EXERCISE. From the line containing "--target pale sky" through the end of the records, change every "pale sky" to "overcast sky" and write those lines out again with nothing else altered.

Shape annotation records

════════════════

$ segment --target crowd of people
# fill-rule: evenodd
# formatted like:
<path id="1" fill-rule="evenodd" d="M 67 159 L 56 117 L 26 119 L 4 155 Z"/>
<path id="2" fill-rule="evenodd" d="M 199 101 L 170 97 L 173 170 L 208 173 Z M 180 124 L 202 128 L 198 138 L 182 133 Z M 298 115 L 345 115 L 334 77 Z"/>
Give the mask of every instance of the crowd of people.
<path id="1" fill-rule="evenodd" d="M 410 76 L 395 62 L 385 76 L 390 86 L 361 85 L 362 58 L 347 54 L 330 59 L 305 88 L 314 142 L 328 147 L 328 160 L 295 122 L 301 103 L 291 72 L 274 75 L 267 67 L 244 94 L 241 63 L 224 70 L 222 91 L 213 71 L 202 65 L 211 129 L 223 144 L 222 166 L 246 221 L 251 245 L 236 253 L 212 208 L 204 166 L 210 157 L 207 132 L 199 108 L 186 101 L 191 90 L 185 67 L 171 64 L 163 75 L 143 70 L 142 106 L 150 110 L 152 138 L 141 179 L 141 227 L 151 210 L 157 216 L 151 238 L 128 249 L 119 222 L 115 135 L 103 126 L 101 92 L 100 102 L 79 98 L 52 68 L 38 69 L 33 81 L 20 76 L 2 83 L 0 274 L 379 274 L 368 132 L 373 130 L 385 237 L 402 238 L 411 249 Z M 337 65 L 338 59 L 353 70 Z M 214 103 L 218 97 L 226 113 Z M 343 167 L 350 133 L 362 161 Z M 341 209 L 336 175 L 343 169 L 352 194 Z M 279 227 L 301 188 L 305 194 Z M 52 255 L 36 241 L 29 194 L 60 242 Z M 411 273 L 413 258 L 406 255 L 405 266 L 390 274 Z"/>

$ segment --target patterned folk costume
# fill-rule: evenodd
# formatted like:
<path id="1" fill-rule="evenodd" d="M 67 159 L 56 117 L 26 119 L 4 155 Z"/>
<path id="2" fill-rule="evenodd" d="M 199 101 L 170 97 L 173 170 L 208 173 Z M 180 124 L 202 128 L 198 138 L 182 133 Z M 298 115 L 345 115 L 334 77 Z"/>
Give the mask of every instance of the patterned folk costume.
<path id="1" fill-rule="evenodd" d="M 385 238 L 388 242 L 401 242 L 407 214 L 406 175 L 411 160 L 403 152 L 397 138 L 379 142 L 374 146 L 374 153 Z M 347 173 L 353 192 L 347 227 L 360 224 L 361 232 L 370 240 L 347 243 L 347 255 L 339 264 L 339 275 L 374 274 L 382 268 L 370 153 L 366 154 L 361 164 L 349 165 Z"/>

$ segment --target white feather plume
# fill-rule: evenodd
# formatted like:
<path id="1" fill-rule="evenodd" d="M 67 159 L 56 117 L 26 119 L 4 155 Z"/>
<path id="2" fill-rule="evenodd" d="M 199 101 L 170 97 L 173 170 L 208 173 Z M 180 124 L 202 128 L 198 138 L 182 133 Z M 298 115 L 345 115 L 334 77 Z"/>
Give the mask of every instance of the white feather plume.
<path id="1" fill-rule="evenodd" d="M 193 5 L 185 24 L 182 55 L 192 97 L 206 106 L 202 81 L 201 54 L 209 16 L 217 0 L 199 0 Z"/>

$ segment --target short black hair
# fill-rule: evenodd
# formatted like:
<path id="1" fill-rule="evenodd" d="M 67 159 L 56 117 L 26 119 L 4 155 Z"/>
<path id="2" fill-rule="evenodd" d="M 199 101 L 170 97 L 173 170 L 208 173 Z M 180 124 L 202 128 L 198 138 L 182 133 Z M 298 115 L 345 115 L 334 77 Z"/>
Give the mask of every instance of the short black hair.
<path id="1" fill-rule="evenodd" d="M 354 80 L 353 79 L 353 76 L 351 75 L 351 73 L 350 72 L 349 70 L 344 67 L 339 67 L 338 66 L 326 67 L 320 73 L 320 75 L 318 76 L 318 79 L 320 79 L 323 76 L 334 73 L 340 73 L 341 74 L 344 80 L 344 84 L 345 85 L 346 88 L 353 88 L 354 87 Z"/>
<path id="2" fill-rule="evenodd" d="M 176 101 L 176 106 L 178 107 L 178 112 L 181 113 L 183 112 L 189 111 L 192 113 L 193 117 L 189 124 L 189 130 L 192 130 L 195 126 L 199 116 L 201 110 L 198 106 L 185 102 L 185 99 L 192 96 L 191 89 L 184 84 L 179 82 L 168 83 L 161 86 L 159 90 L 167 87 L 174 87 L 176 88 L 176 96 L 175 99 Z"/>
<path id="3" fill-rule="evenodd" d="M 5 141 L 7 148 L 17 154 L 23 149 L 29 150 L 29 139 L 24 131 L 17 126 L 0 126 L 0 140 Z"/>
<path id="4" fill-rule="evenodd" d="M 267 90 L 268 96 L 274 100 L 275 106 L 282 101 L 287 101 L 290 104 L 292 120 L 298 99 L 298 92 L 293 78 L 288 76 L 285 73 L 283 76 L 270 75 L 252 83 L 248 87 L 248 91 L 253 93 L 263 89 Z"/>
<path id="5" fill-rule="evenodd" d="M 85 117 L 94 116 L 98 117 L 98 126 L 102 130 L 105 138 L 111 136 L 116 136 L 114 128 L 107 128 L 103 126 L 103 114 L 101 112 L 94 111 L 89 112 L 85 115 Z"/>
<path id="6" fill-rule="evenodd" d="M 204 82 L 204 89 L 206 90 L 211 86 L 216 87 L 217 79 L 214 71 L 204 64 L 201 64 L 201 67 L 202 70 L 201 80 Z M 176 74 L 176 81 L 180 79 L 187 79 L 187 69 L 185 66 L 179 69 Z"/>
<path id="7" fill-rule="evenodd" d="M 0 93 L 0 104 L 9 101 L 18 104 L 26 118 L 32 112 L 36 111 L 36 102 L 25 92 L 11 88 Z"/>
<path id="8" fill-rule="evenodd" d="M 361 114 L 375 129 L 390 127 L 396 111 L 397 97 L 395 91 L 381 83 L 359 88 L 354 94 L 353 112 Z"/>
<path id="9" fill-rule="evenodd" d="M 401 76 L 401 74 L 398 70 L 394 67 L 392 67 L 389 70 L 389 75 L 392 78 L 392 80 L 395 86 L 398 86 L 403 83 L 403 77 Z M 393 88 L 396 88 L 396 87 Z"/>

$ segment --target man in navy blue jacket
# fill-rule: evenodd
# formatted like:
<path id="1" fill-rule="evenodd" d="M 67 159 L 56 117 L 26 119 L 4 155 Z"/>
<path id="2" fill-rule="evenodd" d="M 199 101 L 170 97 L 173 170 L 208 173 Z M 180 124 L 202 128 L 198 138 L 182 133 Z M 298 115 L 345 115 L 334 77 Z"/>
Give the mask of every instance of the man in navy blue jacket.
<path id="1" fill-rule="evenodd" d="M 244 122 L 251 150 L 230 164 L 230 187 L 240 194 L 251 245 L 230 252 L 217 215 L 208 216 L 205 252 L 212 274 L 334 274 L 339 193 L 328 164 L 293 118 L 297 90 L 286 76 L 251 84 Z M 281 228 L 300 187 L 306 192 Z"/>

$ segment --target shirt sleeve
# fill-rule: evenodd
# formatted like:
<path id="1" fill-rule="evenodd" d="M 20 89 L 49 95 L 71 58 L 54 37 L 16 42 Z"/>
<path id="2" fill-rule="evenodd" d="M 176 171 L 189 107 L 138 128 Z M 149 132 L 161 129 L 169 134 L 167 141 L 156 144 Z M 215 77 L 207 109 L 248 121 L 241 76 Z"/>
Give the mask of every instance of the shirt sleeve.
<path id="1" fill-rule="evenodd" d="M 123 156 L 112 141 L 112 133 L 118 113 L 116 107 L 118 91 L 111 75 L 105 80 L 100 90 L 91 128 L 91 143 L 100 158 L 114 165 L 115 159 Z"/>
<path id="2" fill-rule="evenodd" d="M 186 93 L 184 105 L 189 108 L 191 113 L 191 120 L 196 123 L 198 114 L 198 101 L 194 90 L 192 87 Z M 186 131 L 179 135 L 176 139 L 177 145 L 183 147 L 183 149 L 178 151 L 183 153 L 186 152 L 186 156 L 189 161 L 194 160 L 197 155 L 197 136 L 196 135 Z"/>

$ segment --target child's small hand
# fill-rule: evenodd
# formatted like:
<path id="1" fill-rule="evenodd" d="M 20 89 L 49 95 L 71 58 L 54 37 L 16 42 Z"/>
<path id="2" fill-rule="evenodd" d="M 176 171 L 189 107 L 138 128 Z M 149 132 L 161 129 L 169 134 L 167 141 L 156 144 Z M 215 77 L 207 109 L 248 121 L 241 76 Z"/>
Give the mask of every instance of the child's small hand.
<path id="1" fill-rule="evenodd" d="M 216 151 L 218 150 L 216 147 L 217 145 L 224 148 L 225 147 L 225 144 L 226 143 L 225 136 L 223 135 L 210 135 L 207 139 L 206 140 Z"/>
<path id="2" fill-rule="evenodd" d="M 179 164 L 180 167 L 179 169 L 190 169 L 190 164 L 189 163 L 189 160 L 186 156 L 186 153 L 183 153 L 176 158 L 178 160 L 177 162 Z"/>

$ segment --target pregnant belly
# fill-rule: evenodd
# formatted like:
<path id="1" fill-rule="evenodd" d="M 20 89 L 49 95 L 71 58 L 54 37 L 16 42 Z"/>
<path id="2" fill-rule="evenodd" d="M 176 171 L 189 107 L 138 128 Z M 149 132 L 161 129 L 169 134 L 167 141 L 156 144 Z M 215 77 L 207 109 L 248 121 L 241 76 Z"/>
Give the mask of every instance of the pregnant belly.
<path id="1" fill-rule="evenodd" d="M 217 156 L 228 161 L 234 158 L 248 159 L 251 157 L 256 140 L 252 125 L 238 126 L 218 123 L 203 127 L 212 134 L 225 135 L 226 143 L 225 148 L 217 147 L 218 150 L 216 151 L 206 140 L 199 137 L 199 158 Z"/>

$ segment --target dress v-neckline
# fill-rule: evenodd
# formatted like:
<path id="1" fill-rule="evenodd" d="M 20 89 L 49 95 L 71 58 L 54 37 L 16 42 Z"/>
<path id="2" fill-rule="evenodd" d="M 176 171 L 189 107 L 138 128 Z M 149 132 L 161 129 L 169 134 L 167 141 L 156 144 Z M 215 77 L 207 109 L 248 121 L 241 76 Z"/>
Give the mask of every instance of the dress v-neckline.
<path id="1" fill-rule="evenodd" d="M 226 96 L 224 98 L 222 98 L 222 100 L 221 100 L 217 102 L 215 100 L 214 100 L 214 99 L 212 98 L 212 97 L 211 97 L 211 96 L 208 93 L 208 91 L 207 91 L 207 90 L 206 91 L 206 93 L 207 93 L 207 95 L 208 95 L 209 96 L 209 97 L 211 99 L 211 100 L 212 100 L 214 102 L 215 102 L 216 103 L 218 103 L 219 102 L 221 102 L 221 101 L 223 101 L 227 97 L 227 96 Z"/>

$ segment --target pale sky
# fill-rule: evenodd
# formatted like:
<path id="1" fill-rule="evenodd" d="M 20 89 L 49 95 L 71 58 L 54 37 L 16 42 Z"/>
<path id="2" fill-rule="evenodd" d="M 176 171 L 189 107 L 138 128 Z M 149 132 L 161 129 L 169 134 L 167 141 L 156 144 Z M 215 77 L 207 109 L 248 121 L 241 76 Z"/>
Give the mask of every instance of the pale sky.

════════════════

FINAL ANSWER.
$ segment --target overcast sky
# fill-rule: evenodd
# formatted like:
<path id="1" fill-rule="evenodd" d="M 20 89 L 49 95 L 71 58 L 54 37 L 16 42 Z"/>
<path id="2" fill-rule="evenodd" d="M 176 171 L 189 107 L 138 128 Z M 149 132 L 161 129 L 169 134 L 167 141 L 156 144 Z M 215 77 L 207 109 L 248 121 L 241 76 Z"/>
Give the mask of every instance of the overcast sky.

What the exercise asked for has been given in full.